Photo object pointing records
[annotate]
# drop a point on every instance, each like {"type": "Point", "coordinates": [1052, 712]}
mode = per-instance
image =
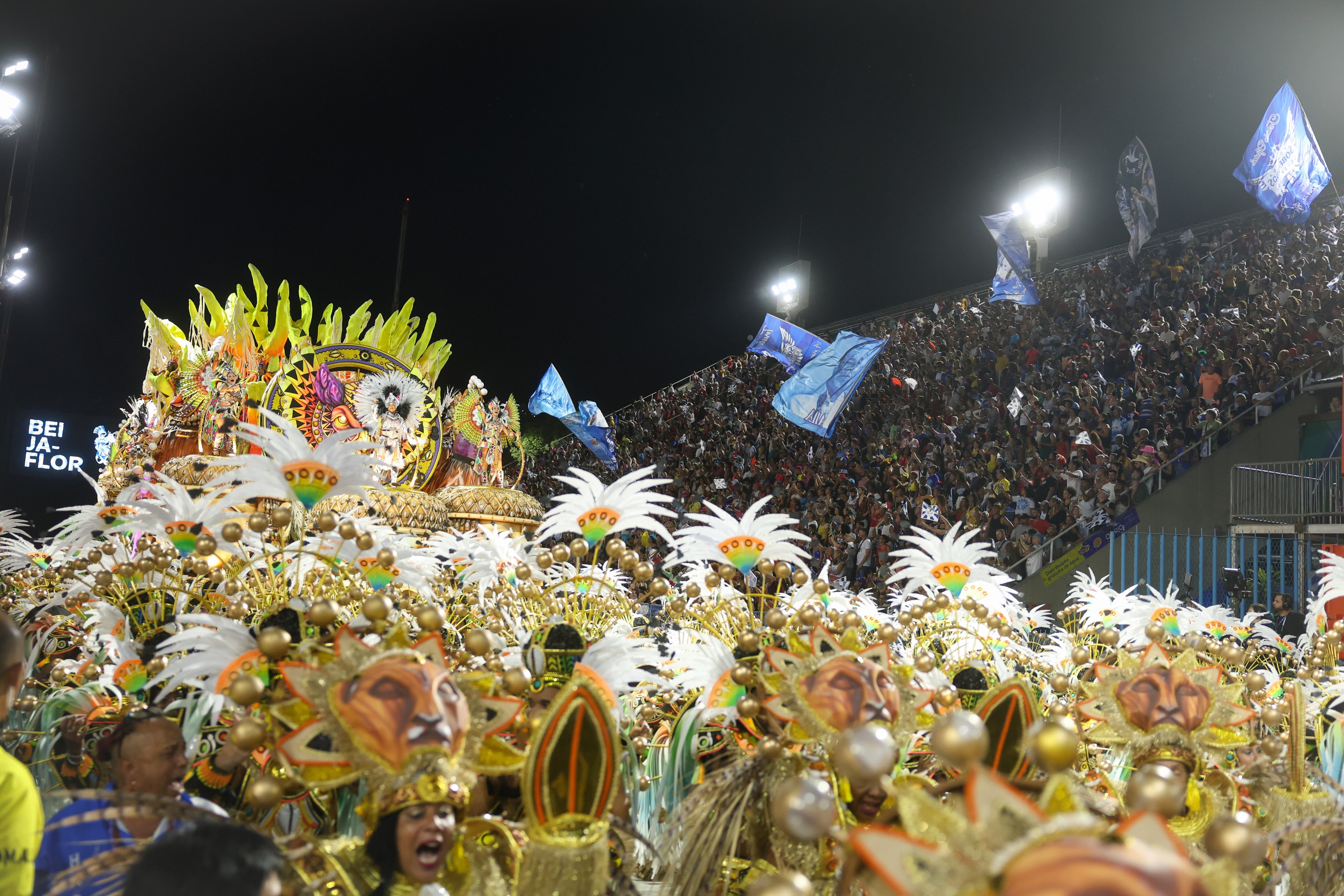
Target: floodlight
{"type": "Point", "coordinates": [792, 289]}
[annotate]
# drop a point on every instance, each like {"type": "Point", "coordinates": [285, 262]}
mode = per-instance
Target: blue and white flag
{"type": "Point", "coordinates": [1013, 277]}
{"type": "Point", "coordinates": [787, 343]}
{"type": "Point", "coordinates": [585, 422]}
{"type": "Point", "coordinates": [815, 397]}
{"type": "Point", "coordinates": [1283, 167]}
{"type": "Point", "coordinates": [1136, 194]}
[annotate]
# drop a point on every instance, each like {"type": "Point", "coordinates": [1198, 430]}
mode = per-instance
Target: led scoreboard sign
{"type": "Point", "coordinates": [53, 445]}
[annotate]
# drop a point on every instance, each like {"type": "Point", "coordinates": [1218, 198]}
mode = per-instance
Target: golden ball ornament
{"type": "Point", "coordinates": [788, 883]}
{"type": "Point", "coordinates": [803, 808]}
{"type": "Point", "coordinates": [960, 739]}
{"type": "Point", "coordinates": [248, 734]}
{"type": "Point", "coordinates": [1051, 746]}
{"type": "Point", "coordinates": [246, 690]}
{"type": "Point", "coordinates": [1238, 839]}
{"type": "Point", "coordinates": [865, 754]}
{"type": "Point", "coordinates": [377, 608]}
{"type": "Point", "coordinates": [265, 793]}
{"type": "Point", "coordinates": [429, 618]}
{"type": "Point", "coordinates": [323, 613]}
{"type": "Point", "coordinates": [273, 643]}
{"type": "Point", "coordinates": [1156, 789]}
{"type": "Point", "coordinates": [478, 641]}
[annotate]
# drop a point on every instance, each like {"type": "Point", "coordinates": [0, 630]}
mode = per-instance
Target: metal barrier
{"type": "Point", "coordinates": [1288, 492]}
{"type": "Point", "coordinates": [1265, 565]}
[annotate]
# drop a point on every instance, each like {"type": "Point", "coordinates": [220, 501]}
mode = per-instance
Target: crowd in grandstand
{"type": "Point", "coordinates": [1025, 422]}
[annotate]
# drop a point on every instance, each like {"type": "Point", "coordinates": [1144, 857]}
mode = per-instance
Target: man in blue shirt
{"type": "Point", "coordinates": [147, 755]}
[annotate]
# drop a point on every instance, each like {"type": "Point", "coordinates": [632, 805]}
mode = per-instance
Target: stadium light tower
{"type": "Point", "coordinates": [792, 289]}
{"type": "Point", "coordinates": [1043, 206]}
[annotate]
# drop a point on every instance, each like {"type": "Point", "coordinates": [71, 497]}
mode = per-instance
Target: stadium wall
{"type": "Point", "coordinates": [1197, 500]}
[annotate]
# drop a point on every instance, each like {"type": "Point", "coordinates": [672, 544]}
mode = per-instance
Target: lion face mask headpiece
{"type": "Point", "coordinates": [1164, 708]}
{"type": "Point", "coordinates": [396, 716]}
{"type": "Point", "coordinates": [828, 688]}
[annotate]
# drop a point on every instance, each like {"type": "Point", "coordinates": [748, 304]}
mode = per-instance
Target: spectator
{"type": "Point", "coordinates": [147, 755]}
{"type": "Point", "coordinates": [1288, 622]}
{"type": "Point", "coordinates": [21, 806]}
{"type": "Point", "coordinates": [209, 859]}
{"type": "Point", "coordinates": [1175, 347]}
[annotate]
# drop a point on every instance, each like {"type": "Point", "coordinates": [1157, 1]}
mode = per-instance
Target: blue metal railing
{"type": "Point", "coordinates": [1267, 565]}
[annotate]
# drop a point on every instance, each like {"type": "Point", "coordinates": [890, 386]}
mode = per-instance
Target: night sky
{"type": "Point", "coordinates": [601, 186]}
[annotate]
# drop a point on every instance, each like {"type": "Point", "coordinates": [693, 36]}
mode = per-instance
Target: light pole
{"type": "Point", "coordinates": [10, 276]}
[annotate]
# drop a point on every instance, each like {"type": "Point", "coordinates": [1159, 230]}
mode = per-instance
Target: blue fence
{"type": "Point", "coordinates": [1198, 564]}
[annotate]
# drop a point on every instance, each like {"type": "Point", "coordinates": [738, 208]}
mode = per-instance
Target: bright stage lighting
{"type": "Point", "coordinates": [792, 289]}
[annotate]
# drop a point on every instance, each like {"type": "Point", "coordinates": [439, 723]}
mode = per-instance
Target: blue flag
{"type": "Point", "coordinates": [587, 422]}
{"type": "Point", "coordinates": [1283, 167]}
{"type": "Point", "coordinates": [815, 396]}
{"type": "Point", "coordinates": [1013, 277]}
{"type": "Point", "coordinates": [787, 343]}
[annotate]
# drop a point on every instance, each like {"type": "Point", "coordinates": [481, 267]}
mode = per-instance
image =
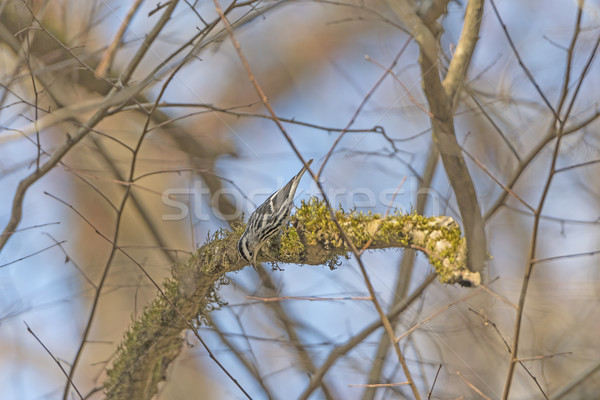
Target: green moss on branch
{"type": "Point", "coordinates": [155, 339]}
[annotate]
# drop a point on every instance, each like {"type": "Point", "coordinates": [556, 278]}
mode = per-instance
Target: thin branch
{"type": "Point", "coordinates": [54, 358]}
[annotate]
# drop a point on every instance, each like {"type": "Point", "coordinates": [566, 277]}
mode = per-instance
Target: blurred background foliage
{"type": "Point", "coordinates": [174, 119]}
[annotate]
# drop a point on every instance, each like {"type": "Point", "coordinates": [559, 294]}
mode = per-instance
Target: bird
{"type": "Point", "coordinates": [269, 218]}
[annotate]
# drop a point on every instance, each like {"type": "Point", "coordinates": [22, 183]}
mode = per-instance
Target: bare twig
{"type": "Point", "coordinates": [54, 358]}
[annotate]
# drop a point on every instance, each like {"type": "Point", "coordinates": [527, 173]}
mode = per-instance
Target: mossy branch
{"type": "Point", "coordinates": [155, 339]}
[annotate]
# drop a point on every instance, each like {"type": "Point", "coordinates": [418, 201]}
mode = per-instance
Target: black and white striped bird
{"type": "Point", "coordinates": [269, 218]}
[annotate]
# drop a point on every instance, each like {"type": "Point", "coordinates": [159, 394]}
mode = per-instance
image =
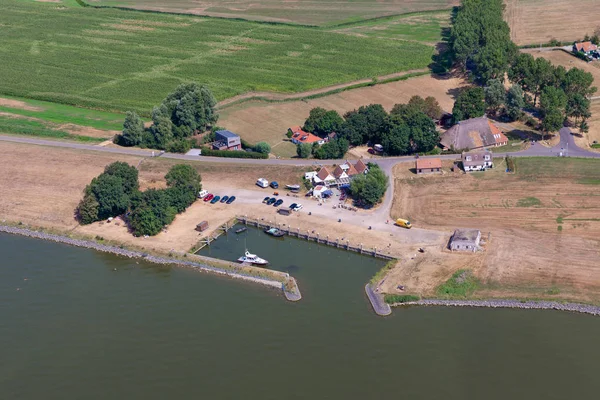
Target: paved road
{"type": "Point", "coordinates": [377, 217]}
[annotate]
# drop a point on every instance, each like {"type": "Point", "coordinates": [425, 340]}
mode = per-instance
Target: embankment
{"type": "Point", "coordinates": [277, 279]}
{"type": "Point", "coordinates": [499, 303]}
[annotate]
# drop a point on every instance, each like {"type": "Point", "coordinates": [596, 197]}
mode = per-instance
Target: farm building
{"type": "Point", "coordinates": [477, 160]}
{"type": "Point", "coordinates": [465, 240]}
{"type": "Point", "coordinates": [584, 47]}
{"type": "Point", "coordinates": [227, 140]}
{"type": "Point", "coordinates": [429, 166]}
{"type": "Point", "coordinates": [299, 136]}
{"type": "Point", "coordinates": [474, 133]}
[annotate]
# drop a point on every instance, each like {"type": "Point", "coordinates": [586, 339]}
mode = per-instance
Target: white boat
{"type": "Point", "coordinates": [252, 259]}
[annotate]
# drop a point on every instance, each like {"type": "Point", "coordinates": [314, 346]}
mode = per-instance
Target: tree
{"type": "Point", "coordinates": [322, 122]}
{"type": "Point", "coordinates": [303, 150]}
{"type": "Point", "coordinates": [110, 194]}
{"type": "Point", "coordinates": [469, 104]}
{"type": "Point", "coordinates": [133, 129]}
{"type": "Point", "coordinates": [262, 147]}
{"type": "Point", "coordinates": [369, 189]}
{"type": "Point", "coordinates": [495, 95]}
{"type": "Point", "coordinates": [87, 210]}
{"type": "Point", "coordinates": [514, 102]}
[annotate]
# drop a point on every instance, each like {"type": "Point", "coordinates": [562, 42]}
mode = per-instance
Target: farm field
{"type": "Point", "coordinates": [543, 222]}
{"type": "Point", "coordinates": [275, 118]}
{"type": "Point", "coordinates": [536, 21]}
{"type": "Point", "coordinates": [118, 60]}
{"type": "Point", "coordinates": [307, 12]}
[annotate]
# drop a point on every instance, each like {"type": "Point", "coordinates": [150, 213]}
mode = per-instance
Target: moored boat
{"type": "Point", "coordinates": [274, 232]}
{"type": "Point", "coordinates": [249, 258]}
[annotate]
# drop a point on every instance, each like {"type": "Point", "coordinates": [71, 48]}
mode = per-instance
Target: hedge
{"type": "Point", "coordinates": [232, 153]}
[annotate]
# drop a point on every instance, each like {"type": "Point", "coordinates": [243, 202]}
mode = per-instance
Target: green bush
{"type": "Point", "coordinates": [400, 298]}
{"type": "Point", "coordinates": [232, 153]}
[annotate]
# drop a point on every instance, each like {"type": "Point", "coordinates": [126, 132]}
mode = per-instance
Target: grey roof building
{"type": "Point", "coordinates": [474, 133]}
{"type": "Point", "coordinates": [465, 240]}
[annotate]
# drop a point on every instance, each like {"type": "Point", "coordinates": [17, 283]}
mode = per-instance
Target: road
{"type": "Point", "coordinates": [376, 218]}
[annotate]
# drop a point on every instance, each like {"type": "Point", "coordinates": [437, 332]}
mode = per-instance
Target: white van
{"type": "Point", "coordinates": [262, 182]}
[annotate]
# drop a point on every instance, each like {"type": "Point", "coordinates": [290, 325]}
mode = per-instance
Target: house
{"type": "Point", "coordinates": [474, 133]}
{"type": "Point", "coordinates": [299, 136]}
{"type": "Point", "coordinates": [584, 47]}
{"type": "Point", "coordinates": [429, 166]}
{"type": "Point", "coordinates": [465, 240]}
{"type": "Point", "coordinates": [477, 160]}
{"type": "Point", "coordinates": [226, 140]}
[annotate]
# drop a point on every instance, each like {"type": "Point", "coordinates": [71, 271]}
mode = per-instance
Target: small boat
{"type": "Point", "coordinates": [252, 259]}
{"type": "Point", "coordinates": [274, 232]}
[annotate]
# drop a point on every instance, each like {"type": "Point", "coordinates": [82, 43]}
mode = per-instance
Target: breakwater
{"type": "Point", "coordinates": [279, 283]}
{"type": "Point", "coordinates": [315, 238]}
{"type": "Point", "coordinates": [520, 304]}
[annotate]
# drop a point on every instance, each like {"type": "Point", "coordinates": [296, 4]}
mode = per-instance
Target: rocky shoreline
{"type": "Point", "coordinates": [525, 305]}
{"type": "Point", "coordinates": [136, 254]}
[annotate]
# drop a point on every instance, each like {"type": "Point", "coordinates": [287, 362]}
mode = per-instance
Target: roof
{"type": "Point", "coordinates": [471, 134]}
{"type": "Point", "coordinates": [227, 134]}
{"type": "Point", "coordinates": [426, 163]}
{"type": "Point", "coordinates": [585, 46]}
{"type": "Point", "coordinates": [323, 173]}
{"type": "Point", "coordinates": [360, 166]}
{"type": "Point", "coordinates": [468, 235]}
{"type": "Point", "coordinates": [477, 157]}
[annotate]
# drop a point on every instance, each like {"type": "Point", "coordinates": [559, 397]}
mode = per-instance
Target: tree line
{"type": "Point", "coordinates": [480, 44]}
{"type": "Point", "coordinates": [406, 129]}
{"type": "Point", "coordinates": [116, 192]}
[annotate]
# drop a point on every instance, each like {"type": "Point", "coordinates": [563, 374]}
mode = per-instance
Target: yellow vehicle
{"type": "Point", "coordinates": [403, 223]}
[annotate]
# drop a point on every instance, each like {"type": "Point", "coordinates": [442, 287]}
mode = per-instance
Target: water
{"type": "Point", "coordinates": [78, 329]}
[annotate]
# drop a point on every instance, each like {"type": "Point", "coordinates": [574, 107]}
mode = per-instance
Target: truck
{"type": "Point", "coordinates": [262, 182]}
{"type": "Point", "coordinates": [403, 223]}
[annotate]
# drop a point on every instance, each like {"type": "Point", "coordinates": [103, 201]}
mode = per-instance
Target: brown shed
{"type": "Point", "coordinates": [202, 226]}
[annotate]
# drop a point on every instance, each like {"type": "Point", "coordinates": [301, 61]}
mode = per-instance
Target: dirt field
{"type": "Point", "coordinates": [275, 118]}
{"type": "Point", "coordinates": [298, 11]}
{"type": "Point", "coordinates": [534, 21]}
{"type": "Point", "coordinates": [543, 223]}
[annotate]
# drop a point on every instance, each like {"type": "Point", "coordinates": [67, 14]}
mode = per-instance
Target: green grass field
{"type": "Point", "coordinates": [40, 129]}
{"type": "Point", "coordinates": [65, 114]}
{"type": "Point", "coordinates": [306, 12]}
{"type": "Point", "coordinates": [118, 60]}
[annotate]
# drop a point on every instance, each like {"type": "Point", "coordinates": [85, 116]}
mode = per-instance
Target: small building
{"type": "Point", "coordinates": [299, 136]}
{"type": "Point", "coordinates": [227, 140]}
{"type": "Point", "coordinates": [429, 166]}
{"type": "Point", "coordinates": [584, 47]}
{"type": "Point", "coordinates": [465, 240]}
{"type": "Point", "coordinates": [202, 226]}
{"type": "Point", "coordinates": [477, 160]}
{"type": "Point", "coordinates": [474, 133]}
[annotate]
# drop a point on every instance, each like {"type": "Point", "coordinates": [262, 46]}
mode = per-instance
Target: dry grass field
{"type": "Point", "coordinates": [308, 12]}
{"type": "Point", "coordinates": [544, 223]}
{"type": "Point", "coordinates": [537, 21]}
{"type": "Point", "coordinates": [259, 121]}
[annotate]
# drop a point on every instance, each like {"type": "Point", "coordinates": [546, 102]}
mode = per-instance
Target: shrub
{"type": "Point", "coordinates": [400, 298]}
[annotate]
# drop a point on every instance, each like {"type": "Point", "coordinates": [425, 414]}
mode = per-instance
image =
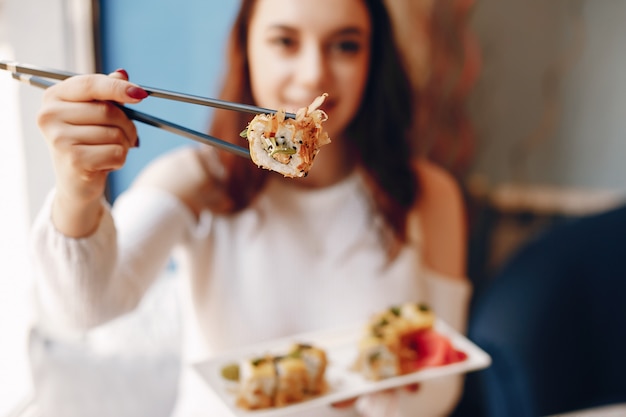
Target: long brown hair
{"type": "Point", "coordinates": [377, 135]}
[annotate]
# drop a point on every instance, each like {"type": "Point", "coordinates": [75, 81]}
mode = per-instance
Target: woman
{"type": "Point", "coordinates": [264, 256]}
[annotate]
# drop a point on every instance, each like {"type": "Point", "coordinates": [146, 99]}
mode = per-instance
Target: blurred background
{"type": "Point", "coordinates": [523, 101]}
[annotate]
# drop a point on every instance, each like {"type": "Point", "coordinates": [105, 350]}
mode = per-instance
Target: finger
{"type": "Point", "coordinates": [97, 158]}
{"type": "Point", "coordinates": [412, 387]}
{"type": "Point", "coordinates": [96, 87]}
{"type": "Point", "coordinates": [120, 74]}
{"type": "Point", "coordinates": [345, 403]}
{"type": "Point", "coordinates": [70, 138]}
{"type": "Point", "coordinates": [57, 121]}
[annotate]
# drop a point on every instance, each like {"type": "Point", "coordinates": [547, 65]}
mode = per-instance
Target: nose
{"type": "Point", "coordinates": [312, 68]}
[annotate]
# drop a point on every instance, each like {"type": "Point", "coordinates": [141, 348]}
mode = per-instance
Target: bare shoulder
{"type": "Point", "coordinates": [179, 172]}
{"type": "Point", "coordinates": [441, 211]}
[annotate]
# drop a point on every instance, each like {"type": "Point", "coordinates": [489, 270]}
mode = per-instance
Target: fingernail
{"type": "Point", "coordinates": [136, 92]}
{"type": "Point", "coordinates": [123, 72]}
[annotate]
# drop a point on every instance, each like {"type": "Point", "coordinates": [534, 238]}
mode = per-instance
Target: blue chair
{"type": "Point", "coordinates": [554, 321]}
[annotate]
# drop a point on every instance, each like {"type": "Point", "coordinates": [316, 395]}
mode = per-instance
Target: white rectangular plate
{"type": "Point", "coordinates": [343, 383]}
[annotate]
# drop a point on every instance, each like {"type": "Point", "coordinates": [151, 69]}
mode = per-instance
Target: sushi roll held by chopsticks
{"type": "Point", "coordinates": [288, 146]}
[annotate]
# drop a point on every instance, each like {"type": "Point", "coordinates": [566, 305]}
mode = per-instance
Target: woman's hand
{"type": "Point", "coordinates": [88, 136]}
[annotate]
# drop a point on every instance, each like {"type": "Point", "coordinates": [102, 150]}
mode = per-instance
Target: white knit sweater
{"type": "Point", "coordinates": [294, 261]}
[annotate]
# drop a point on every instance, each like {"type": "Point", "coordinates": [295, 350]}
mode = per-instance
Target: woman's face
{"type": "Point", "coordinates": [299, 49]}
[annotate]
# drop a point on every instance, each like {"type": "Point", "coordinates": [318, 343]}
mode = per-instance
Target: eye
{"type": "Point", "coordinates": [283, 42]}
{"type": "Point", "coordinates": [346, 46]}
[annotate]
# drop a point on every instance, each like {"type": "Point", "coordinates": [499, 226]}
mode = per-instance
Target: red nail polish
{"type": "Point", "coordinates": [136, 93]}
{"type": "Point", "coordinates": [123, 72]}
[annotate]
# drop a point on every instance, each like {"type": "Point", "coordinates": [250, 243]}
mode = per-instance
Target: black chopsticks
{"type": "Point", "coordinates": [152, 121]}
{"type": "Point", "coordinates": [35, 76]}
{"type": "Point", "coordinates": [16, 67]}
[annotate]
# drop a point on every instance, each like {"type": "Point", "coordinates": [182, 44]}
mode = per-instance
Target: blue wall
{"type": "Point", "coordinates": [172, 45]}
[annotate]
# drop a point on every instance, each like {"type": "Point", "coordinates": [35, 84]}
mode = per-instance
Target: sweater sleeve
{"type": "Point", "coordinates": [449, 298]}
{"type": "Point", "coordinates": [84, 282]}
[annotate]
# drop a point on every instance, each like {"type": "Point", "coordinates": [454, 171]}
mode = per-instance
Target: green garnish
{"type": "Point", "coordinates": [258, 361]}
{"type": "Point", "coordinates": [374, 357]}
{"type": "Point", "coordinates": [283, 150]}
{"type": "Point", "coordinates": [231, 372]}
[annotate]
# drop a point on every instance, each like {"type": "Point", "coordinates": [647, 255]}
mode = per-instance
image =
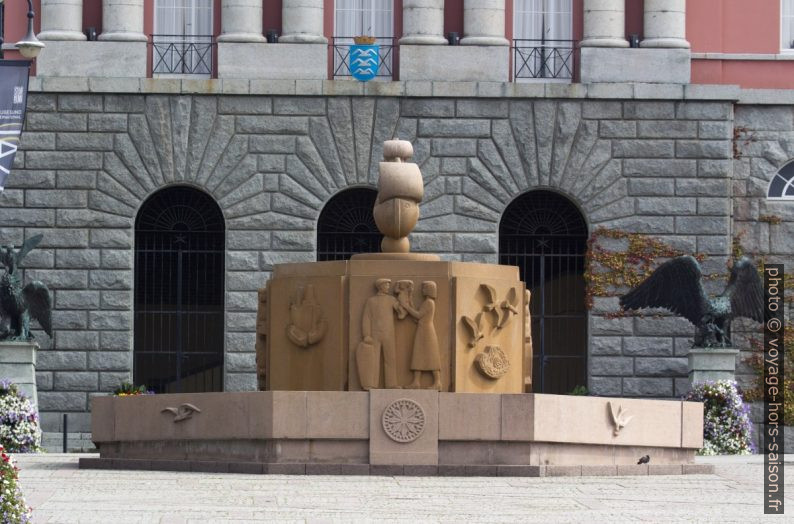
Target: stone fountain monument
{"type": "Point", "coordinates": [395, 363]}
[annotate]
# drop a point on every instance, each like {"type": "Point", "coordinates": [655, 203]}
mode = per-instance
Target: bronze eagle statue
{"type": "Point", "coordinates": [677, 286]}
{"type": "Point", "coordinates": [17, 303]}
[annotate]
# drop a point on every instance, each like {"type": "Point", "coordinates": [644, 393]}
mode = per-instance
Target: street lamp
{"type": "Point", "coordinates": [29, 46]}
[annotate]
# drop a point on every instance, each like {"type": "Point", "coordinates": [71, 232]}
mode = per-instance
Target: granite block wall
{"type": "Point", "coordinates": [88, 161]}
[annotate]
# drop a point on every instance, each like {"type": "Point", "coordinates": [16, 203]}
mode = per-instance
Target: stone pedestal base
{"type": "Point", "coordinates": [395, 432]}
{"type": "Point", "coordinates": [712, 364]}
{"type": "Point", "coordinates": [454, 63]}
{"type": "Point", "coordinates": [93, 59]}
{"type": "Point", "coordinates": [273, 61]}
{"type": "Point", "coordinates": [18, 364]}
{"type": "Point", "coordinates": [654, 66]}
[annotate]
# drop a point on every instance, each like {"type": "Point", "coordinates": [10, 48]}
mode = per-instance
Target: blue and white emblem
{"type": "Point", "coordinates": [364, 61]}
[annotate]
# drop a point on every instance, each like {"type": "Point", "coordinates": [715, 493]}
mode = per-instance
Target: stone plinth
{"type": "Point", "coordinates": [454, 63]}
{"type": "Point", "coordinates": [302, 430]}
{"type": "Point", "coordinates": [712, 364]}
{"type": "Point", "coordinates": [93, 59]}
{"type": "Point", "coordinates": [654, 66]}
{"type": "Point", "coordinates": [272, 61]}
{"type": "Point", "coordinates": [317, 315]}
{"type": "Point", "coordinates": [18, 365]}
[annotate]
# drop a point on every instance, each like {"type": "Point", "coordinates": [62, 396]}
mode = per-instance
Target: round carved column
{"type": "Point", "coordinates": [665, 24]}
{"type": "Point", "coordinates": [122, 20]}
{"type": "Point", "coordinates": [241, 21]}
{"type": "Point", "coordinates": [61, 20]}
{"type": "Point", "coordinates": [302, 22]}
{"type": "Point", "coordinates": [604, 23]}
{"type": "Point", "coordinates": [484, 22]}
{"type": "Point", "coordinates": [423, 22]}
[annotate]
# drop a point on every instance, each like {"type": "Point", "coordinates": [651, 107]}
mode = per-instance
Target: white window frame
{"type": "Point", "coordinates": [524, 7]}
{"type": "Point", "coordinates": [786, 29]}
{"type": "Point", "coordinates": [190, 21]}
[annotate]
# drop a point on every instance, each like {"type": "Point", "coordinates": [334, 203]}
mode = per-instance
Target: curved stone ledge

## Requirement
Can you gather every line of the material that contains the string "roof"? Treat uppercase and lowercase as different.

## Result of the task
Target: grey roof building
Target: roof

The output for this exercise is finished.